■ **Goal of the exercise**
Rewrite the entries from the line containing "Batch #47 — class to annotate: ant compound" through the line containing "[990,80,1024,130]", both included, keeping every line and leaving the request text untouched but multiplying each box coordinate by 1.5 and rounding to a whole number, with halves rounded up. Return only those lines.
-------- Task data
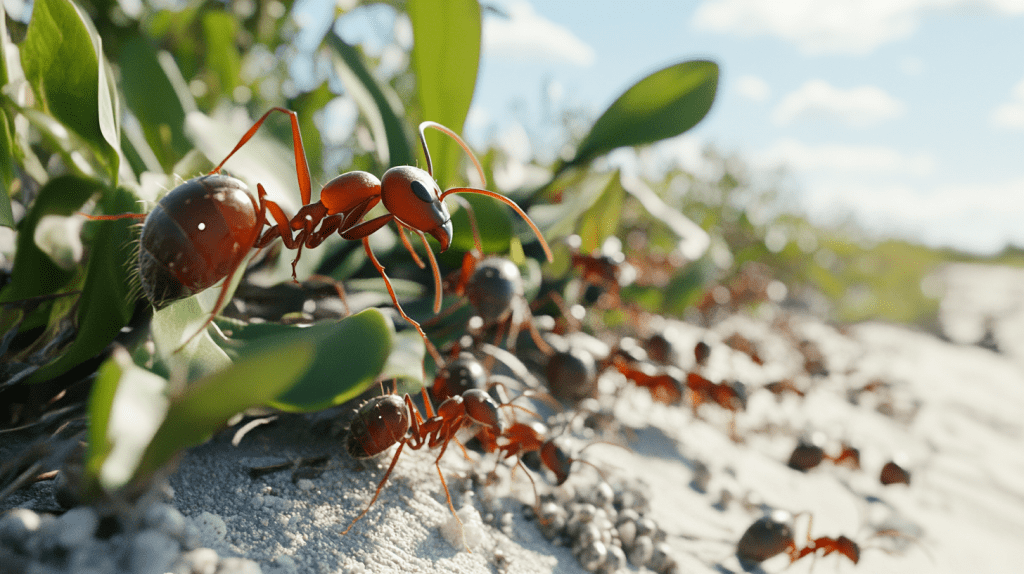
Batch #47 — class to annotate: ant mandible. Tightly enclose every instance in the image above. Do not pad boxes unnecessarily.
[90,107,553,358]
[211,107,554,364]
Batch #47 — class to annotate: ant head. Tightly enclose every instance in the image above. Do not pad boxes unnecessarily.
[836,536,860,564]
[545,347,597,403]
[541,439,572,486]
[466,257,525,325]
[345,395,410,458]
[431,353,487,401]
[736,511,797,563]
[381,166,454,252]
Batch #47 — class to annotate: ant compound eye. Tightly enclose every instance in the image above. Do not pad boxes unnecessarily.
[409,179,437,204]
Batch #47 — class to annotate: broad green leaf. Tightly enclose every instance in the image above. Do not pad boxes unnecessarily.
[120,36,191,172]
[134,339,315,480]
[0,175,104,301]
[577,177,626,253]
[559,60,718,171]
[269,309,394,412]
[20,0,120,182]
[327,32,413,166]
[408,0,480,187]
[203,11,242,99]
[85,347,168,494]
[445,193,512,253]
[528,170,617,242]
[29,189,142,383]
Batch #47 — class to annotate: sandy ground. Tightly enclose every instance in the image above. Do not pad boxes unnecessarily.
[165,294,1024,573]
[8,266,1024,574]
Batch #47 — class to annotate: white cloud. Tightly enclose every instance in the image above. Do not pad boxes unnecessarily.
[693,0,1024,54]
[772,80,904,128]
[805,177,1024,253]
[483,0,596,68]
[754,139,935,176]
[736,74,771,101]
[990,80,1024,130]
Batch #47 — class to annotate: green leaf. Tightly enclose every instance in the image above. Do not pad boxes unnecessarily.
[134,340,314,480]
[0,3,14,228]
[29,189,142,384]
[528,170,617,242]
[85,347,168,495]
[445,193,512,253]
[327,32,413,166]
[120,36,191,173]
[0,175,104,301]
[559,60,718,172]
[577,177,626,253]
[203,11,242,99]
[408,0,480,187]
[20,0,120,179]
[260,309,395,412]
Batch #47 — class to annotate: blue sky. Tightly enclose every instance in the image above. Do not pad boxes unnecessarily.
----------------
■ **Reply to the exercise**
Batch #47 — class to annotate: ant compound eye. Tightly enclose every instance in the image above. Do not pad boxes unnecessarily.
[614,269,656,306]
Batch #47 — class to annotate: broad green leaf. Tightly enclose every instance in the image above. Do not pad boxes unnecessarily.
[180,54,287,258]
[201,509,473,720]
[0,263,156,452]
[866,266,939,380]
[839,90,1077,257]
[404,464,591,618]
[30,0,180,273]
[491,48,620,249]
[612,0,720,281]
[305,17,363,149]
[128,521,252,741]
[668,290,768,380]
[792,255,926,363]
[44,284,213,575]
Batch #47 — class to annotate: sandy ground. Tightly enclose every instance in the image above. Do not pad boxes unnecessarily.
[248,441,1536,860]
[12,399,1536,861]
Batch #47 — class to annotate: white cloud. Tightly enclose every instance in the image above. Do not pad boxes unnecessarily.
[1040,0,1536,81]
[1158,120,1356,192]
[1208,266,1536,380]
[725,0,894,102]
[1131,209,1403,264]
[1104,111,1157,152]
[1485,120,1536,195]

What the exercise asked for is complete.